§ DIRECTIONS FOR THIS TASK:
Write out all the items below again, requests included, and shift every point by adding 10 to each of its two coordinates. Leave out the pictures.

§ RECORD LIST:
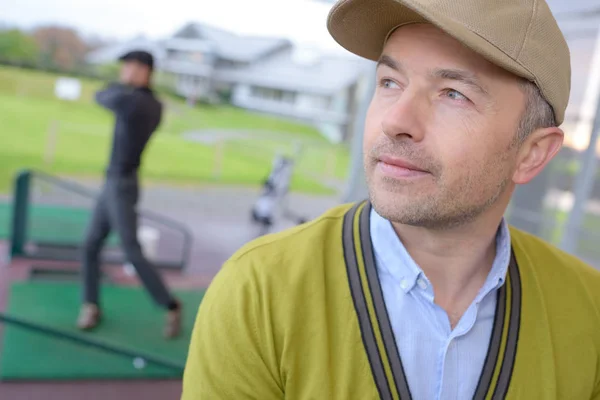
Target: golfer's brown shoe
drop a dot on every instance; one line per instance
(173, 322)
(89, 316)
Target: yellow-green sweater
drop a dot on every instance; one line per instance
(299, 315)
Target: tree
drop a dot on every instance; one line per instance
(60, 48)
(18, 47)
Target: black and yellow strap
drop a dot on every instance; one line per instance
(376, 329)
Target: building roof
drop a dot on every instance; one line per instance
(302, 71)
(231, 46)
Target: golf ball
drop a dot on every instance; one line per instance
(139, 363)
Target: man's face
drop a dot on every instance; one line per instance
(439, 134)
(134, 73)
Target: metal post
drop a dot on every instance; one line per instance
(356, 188)
(584, 183)
(20, 213)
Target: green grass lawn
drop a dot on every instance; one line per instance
(28, 109)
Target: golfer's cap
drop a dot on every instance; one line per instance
(140, 56)
(520, 36)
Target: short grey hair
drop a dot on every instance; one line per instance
(538, 112)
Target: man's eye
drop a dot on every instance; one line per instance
(388, 84)
(455, 94)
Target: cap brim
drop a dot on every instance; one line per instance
(363, 26)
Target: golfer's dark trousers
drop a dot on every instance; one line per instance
(116, 211)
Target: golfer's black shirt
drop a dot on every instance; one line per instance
(137, 115)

§ RESPONSE TO THE EXERCISE:
Target: golfer's brown shoe
drop a dot on every instance; one line per instance
(183, 332)
(99, 326)
Target: yellow-green sweater
drop a dot on every instance; one line per instance
(309, 325)
Target: tree
drop a dot on every instance; one line per instance
(70, 58)
(28, 57)
Target: black and yellow strap
drop a dot on every instance; one line per instance
(386, 339)
Target: building roof
drop a dot on every instance; one line per instance
(312, 81)
(241, 56)
Target: golf ball
drop a dot on every instance; one line per instance
(149, 373)
Target: man's face
drop a dot on every instance; one line per instance
(449, 144)
(144, 83)
Target: metal post
drop a dot on every instance; one line per instance
(366, 198)
(594, 193)
(30, 223)
Target: green grass lawn
drop a dot on every instance; one line per instance
(38, 119)
Target: golfer's cap
drop a dot on every instance; one line per instance
(150, 66)
(530, 46)
Target: short grey hair
drop a dot on every instance; one line per instance
(548, 122)
Target: man's eye
drop a dot on every instance; one line per instance
(398, 94)
(465, 104)
Target: cap brim
drop a dot on every instance; one line per instance
(373, 36)
Target: golfer's dark trousers
drop a dot on every instance; one line per instance
(126, 221)
Target: golfer's black shirt
drop a dot on every instance; one line per instance
(147, 125)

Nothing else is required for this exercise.